AIM OF THE TASK
Every record listed below should be copied exactly.

EXTRACTED RECORDS
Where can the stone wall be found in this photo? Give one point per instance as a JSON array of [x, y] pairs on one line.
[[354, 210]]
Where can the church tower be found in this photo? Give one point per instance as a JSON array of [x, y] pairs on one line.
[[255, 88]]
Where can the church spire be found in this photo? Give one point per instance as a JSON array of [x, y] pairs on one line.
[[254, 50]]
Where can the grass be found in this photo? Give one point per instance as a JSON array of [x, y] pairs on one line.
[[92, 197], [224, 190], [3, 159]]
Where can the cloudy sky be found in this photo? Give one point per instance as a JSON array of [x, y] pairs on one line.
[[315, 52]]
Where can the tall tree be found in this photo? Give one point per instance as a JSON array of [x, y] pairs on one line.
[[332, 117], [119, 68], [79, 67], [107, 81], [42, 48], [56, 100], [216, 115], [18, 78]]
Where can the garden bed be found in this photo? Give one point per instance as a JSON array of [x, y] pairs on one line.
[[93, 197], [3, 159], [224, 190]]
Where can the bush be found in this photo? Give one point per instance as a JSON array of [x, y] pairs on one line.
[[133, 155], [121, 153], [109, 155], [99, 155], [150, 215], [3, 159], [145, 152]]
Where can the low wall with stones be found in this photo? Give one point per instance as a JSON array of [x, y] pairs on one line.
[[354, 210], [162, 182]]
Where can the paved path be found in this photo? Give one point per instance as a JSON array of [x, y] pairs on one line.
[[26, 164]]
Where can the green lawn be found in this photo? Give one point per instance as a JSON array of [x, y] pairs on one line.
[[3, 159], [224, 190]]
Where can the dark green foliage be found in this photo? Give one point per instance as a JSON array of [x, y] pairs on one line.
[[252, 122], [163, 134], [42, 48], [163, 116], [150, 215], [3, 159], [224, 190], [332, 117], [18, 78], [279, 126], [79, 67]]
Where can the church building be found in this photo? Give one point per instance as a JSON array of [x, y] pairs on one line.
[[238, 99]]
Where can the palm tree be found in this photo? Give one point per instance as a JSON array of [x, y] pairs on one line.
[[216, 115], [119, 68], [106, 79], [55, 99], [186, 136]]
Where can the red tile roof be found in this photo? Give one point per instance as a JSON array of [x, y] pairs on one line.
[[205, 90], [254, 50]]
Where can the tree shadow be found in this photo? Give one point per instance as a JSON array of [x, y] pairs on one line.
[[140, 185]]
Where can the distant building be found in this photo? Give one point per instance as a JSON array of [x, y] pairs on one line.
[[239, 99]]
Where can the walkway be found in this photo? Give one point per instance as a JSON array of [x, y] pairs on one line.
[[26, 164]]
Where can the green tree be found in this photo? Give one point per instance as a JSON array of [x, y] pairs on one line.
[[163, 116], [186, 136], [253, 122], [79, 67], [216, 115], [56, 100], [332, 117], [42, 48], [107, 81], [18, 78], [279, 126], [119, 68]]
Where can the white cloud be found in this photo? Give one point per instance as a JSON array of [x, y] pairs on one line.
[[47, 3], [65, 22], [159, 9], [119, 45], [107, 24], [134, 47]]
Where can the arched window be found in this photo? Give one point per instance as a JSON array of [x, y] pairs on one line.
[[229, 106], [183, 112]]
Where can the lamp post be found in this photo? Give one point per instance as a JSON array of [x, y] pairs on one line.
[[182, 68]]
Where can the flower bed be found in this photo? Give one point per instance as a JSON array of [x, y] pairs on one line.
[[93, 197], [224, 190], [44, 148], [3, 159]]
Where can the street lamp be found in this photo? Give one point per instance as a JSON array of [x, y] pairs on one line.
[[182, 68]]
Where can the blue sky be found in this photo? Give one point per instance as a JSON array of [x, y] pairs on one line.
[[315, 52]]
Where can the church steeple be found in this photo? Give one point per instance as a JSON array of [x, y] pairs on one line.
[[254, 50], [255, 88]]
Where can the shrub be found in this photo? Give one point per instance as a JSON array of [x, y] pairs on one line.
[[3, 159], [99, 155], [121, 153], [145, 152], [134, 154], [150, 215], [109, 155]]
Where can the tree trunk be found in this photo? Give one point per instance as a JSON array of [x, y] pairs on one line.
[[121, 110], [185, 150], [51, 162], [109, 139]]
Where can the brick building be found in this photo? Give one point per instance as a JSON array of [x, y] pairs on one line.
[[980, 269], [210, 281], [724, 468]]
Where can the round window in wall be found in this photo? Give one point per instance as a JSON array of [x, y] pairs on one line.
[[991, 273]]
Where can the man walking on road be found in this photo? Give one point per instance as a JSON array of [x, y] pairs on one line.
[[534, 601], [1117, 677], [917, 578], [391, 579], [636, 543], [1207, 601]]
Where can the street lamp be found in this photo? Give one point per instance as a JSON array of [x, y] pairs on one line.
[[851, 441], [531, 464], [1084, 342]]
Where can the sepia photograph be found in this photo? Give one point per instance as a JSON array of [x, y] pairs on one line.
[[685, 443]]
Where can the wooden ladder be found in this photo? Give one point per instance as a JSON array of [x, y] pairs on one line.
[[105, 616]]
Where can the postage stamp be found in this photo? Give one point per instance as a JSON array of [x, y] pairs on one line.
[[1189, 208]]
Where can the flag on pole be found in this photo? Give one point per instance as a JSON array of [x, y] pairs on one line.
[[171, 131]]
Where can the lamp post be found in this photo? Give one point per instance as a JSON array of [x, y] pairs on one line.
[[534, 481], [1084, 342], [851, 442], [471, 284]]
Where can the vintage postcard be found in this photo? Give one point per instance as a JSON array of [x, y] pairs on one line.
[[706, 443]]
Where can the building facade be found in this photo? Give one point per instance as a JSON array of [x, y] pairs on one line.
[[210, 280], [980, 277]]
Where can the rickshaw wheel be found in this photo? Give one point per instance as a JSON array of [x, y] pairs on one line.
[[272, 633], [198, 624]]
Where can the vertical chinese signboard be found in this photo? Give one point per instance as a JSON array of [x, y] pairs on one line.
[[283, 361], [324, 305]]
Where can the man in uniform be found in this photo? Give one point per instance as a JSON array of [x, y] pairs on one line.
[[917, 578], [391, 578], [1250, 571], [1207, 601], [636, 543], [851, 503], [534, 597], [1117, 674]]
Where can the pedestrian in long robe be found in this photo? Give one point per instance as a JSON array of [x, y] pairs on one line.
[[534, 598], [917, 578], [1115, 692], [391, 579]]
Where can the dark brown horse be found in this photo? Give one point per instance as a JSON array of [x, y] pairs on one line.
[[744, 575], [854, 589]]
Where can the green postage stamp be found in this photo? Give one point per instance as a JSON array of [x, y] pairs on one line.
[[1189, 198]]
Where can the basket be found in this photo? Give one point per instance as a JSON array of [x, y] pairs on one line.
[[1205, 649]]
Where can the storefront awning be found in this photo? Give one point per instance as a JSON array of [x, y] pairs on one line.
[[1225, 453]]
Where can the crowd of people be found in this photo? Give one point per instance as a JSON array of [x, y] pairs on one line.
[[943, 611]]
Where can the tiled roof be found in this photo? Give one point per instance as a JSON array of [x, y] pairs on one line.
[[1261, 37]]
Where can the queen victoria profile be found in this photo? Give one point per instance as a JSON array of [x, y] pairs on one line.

ANSWER BELOW
Where can the stone wall be found in this photo? Give one point per instance as a JSON array of [x, y] pairs on one line.
[[354, 210]]
Where can the church tower be found in this photo? Give one point per instance as a JSON array of [x, y] pairs on one line.
[[255, 88]]
Where can the church spire be found in this photo? Give one point per instance as a JSON array of [x, y] pairs on one line.
[[254, 50]]
Where can the grass be found in this photo? Give one point per instance as a JSON array of [x, y] pairs on one line.
[[92, 197], [224, 190], [3, 159]]
Where can the cloudy sky be found in this photo? Give one point per instance as a JSON array of [x, y] pairs on one line.
[[315, 52]]
Where can the tall tree be found in this photo? Give one point per instance as a JSON array of [x, y] pairs on one line.
[[332, 117], [119, 68], [79, 67], [107, 81], [42, 48], [56, 100], [216, 115], [18, 78]]
Where can the garden bed be found in this photo? Give one point per instance as a JSON array of [x, y] pairs on one line.
[[93, 197], [3, 159], [224, 190]]
Where can the bush be found in this photo? Give one point per instance as a JSON array of [x, y] pairs on one line.
[[133, 155], [121, 153], [109, 155], [99, 155], [150, 215], [3, 159], [145, 152]]
Where can the low wall with stones be found in this photo? Give one point per instance as a JSON array of [x, y] pairs on one line.
[[354, 210], [162, 182]]
Where can the paved path be found in this photo? Give one point per instance as a JSON array of [x, y] pairs on one line.
[[26, 164]]
Where can the green lawn be found in this photo? Give one point per instance as a JSON array of [x, y] pairs on one line.
[[3, 159], [224, 190]]
Where can the dark green foliage be found in this photo? Give one point per instance as a JSON array of [x, y] pairs on one line.
[[252, 122], [163, 134], [42, 48], [163, 116], [150, 215], [3, 159], [224, 190], [332, 117], [18, 78], [279, 126], [79, 67]]
Where can the church building be found in this photo? Give one point per instance as a JSON array of [x, y] pairs on one line.
[[238, 99]]
Where can the palm tree be found in this photo? Give one point per instance as a JSON array of [x, y] pairs on one line.
[[216, 115], [119, 68], [106, 79], [55, 99], [186, 136]]
Where can the red tile roof be found in this photo? Give one point per instance as a JSON array of [x, y] pairs on one line.
[[205, 90], [254, 50]]
Where can the tree shadow be found in this photo? Give one point per instance as a JSON array of [x, y] pairs on one line.
[[140, 185]]
Where can the distant building be found in this photo? Give one point per instance as a JSON array of [x, y] pairs on one line.
[[239, 99]]
Where can the walkway be found in this photo? Give one point per instance as a JSON array of [x, y] pairs on one line.
[[26, 164]]
Where can the green tree be found in this photo? Give one point per instance as a JSON array of [x, y] pairs on one line.
[[163, 116], [186, 136], [253, 122], [79, 67], [216, 115], [56, 100], [332, 117], [42, 48], [107, 81], [18, 78], [279, 126], [119, 68]]
Where can the white cloud be found in this photo? Give one point per instance as a JSON array of [x, y] pairs on one line.
[[47, 3], [65, 22], [159, 9], [119, 45], [107, 24], [134, 47]]
Where can the arched window be found in this photo? Give one point per instance as a JSON array of [x, y] pairs on one line.
[[229, 106], [183, 112]]
Where can the lamp post be found in this photo? Give one point per instance as a JSON array of [x, y] pairs on one line.
[[182, 68]]
Where can the flower bed be found in this photo? Give one point per instance as a JSON array of [x, y] pairs on one line.
[[93, 197], [224, 190], [44, 148], [3, 159]]
Where can the street lamp be found in this photo? Give one point per instance as a JSON array of [x, y] pairs on one line.
[[182, 68]]
Where can the blue sky be found in this photo? Give one point per instance as a JSON array of [x, y] pairs on one line.
[[315, 52]]
Where can the church steeple be found in this photo? Give one point per instance as a JSON array of [x, y] pairs on one line.
[[254, 50], [255, 88]]
Where can the shrub be found in this photo? Give one point per instance as a JSON array of [x, y] pairs on one line.
[[3, 159], [99, 155], [121, 153], [145, 152], [134, 154], [150, 215], [109, 155]]
Where can the tree trunk be found in this photo? Give one point per instance as a JSON array of [x, y] pairs on one line.
[[121, 110], [185, 150], [51, 162], [109, 139]]
Where can the brick building be found in this photo? Give one point per instance as a JSON array of [x, y] pairs on one line.
[[980, 269], [210, 281], [724, 468]]
Where can the round window in wall be found in this photo? Give one point per instance as a JSON array of [x, y] pairs on one line.
[[991, 273]]
Where can the man walking on road be found in this photo? Give one point per instance as a JSON array of [x, y] pairs on one line.
[[534, 601], [1117, 677], [917, 578], [391, 579], [636, 543], [1207, 601]]
Where can the street lamp be found in this photo? Give one point per instance as a JSON array of [x, y] pairs on one line.
[[851, 441], [531, 464], [1084, 342]]
Where can the sepia photograph be found in this photo? Give one point per instance as a JSON array of [x, y] pairs on one line.
[[685, 443]]
Where can the wooden ladder be found in this photo? Give one point per instance as a JSON array of [x, y] pairs on one line.
[[105, 616]]
Where can the postage stamp be found in this photo? Give one point per instance as a JSON array of [x, y] pairs on one line.
[[1189, 208]]
Where can the flag on pole be found in this photo? Give one point per instance as a JSON array of [x, y] pairs on one line.
[[171, 131]]
Where can the lamp post be found in this photo? Give one point per instance as a JSON array of [x, y] pairs on one line.
[[534, 481], [1084, 342], [851, 442], [471, 284]]
Where can the vintage postcard be found in this photo? Give one point per instance as a JSON array of [x, y] pairs on one line.
[[706, 443]]
Where can the building facade be found in this photo? Give one point per instance as a JSON array of [x, y] pairs on one line.
[[210, 280], [980, 277]]
Where can the rickshaw wheel be found in this photo? Give one point per instance as a JSON array of [x, y] pairs on one line.
[[272, 633], [198, 624]]
Where can the vertical chinese signboard be found in this photo? Give one point per instance as a JSON array of [x, y] pairs on one line.
[[283, 361], [324, 305]]
Where can the man in uniform be found in this photo? Give one point per instance as a JSON array of [x, y] pairs on one line.
[[917, 578], [391, 578], [1250, 571], [1207, 601], [636, 543], [851, 503], [534, 597], [1117, 674]]
Where can the pedestrian in long robe be found in this photo? Give one point per instance as a JSON array of [x, y] pairs on one line.
[[534, 598], [917, 578], [1115, 692], [391, 579]]
Where can the dark brown horse be found in this photo? Give one point per instance as a JSON array of [x, y] pairs on one line.
[[744, 575], [854, 589]]
Where can the green postage stamp be found in this photo? Give one point per instance as a JSON array of [x, y] pairs on one line.
[[1189, 198]]
Where can the basket be found in this photo? Give one point per instance as a JSON array of [x, y] pairs on one line.
[[1205, 649]]
Where can the storefront awning be found in this photo? Give one point per instance as a JSON array of [x, y] pairs on one line.
[[1225, 453]]
Where can the crowd of people be found in this photo? Give one point per instance as a JSON array of [x, y] pairs on one line.
[[943, 611]]
Where can the tiled roof be found in this photo? Give one point per instance as a JSON array of [x, y] pairs on one line.
[[1261, 37]]
Where can the queen victoria profile be found in this photo? Give one point per instance as a JSON array of [x, y] pairs on one line.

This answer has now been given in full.